Livro: Ainda estou aqui, foto 2

Capa do livro lançado no final de 2015 pela Alfaguara

O livro, lançado pela Alfaguara, é dividido em três partes, mas isto não significa que haja uma  cronologia nos relatos. O autor fala de sua infância, mas também relata logo no início o estado atual da mãe, que se encontra em estágio adiantado da doença — descreve todos os estágios e evolução do mal de Alzheimer —, assim como do nascimento do filho em 2014, de suas férias na fazenda dos avós quando pequeno, da adolescência no Rio de Janeiro e a luta da mãe para provar a verdade sobre o assassinato do marido.

_Entradas de dados armazenadas:_

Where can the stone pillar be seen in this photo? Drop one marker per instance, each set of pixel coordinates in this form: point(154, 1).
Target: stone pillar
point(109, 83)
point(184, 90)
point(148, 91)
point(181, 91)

_Exercícios propostos:_
• a. Segundo o trecho sobre o livro Ainda estou aqui, em quantas partes a obra é dividida?
• b. Transcreva do trecho sobre o livro Ainda estou aqui a passagem entre "Capa do livro" e "assassinato do marido.", inclusive.

_Tarefas resolvidas:_
• a. Em três partes.

• b.
Capa do livro lançado no final de 2015 pela Alfaguara

O livro, lançado pela Alfaguara, é dividido em três partes, mas isto não significa que haja uma  cronologia nos relatos. O autor fala de sua infância, mas também relata logo no início o estado atual da mãe, que se encontra em estágio adiantado da doença — descreve todos os estágios e evolução do mal de Alzheimer —, assim como do nascimento do filho em 2014, de suas férias na fazenda dos avós quando pequeno, da adolescência no Rio de Janeiro e a luta da mãe para provar a verdade sobre o assassinato do marido.